◆ WHAT YOU HAVE TO DO: What follows is a block of records; reproduce all of it verbatim.

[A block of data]
···

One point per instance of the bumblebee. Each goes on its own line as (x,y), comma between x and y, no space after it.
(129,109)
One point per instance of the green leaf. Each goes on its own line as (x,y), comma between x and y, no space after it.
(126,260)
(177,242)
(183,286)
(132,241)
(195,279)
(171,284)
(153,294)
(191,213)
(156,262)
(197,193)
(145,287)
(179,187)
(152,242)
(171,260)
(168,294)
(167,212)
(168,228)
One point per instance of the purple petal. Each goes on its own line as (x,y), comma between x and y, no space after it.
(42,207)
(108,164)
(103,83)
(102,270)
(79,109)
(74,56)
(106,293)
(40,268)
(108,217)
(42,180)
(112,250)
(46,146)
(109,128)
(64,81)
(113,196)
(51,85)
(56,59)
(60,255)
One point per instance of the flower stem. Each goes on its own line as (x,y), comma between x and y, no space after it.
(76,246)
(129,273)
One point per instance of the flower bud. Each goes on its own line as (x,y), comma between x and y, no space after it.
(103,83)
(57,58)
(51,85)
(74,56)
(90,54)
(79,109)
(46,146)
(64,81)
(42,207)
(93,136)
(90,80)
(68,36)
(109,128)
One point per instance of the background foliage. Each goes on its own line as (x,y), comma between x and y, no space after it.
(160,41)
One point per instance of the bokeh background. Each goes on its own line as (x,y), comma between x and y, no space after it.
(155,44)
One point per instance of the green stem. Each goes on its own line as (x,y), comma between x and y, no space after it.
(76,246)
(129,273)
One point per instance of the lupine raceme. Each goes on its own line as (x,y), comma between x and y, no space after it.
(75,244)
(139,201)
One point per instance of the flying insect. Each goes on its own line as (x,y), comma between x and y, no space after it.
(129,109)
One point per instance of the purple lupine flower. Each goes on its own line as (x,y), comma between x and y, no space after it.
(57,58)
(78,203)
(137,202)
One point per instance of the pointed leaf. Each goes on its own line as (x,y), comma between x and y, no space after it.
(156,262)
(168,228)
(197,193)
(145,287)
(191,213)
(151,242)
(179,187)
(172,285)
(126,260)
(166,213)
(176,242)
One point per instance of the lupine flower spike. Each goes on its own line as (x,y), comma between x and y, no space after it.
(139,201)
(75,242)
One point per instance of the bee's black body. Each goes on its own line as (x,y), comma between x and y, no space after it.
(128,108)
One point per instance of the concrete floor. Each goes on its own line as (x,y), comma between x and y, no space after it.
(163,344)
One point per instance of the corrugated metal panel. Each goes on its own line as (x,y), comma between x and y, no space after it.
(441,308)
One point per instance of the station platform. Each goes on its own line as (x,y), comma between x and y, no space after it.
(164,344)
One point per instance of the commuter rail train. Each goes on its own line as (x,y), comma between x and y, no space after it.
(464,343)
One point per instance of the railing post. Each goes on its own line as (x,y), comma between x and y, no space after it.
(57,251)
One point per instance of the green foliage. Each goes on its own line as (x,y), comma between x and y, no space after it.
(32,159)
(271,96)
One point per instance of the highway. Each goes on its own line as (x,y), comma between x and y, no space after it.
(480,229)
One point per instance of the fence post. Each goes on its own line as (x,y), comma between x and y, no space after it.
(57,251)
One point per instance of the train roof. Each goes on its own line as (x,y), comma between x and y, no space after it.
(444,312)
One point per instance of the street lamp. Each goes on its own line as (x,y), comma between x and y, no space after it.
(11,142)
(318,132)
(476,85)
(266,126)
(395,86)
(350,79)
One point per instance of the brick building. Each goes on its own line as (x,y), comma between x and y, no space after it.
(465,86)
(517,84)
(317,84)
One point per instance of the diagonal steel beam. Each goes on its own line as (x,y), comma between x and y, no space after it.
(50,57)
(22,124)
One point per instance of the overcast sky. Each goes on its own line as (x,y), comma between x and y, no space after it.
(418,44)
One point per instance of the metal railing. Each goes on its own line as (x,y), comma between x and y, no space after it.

···

◆ SOLUTION:
One point per instance of the bumblebee. Each goes on its own line as (x,y), comma between x and y, no space after it.
(129,109)
One point per instance of the green leaf. Each goes on its own line as (x,y), comma between x and y, no space after it.
(126,260)
(177,242)
(183,286)
(132,241)
(195,279)
(171,284)
(153,294)
(191,213)
(156,262)
(197,193)
(145,287)
(179,187)
(152,242)
(171,260)
(168,294)
(167,212)
(168,228)
One point per instance of the purple petal. Each goes on its own line as (x,y), comma between x and y, no space after it.
(42,207)
(108,164)
(103,83)
(102,270)
(79,109)
(74,56)
(106,293)
(40,268)
(108,217)
(42,180)
(112,250)
(46,146)
(109,128)
(64,81)
(113,196)
(51,85)
(56,59)
(60,255)
One point per instance of the flower stem. Each goes on its own line as (x,y), comma between x and y, no space after it.
(76,246)
(129,273)
One point per instance of the flower bud. Each goes on its own line as (x,y), comma between x and y, no space after it.
(103,83)
(57,58)
(51,85)
(74,56)
(90,54)
(79,109)
(46,146)
(64,81)
(42,207)
(93,136)
(90,80)
(68,36)
(109,128)
One point per instance of the background foliage. Each goes on its own line as (x,y), comma between x and y, no space after it.
(160,41)
One point per instance of the bokeh background. Each goes on its own line as (x,y), comma between x and y, no space after it.
(155,44)
One point per instance of the green stem. Each goes on its own line as (x,y), comma between x and y, no space after it.
(76,246)
(129,273)
One point per instance of the lupine raceme. Each goes on its own line as (x,y), comma between x and y, no space after it.
(75,244)
(139,201)
One point per instance of the flying insect. Each goes on its own line as (x,y), comma between x and y, no space after it.
(129,109)
One point per instance of the purple lupine flower. Each goes on its own line as (x,y), comma between x and y, no space after it.
(57,58)
(78,203)
(137,202)
One point per instance of the pointed leaf. Each goes on its own line as (x,y), comma between x and y, no space after it.
(156,262)
(168,228)
(197,193)
(145,287)
(191,213)
(151,242)
(179,187)
(172,285)
(126,260)
(166,213)
(176,242)
One point per instance of the lupine flower spike. Each goes on its own line as (x,y), comma between x and y, no space after it.
(139,201)
(75,242)
One point per instance of the bee's black body. Each goes on its own line as (x,y), comma between x and y, no space after it.
(128,108)
One point per instance of the concrete floor. Each goes on its own line as (x,y), comma between x and y, no space after it.
(163,344)
One point per instance of the corrugated metal panel. Each goes on its own line as (x,y), comma between x and y, no space after it.
(441,308)
One point per instance of the station platform. Each goes on its own line as (x,y), comma between x and y, no space after it.
(164,344)
One point per instance of the commuter rail train. Each goes on its own line as (x,y), comma between x and y, no space after it.
(464,343)
One point per instance of the railing post. Each goes on its own line as (x,y), comma between x and y, no space after it.
(57,251)
One point per instance of the green foliage. Each goes on its own line as (x,y), comma between x and y, no space after it.
(32,159)
(271,96)
One point per instance of the highway. Each goes on its own line as (x,y), comma between x and y, no space after it.
(480,229)
One point per instance of the fence post. Each goes on its own line as (x,y), comma between x and y, no space after it.
(57,251)
One point per instance of the train roof. Each goes on its own line as (x,y), comma between x and y, no space after it.
(444,312)
One point per instance of the street lamp. Each goes on its own line as (x,y), comma between x and y, no space after it.
(11,142)
(318,132)
(476,85)
(266,126)
(395,86)
(350,79)
One point per instance of the brick building. Each goes on its own line as (x,y), comma between x and y, no space after it.
(465,86)
(517,84)
(317,84)
One point per instance of the diagonal steel beam. Each goes on its own line as (x,y), comma between x and y, no space after it.
(50,57)
(22,124)
One point per instance of the overcast sky. Each goes on its own line as (x,y), comma between x and y, no space after it.
(418,44)
One point per instance of the metal railing. Each goes on its own line as (x,y), comma between x and y, no space after it.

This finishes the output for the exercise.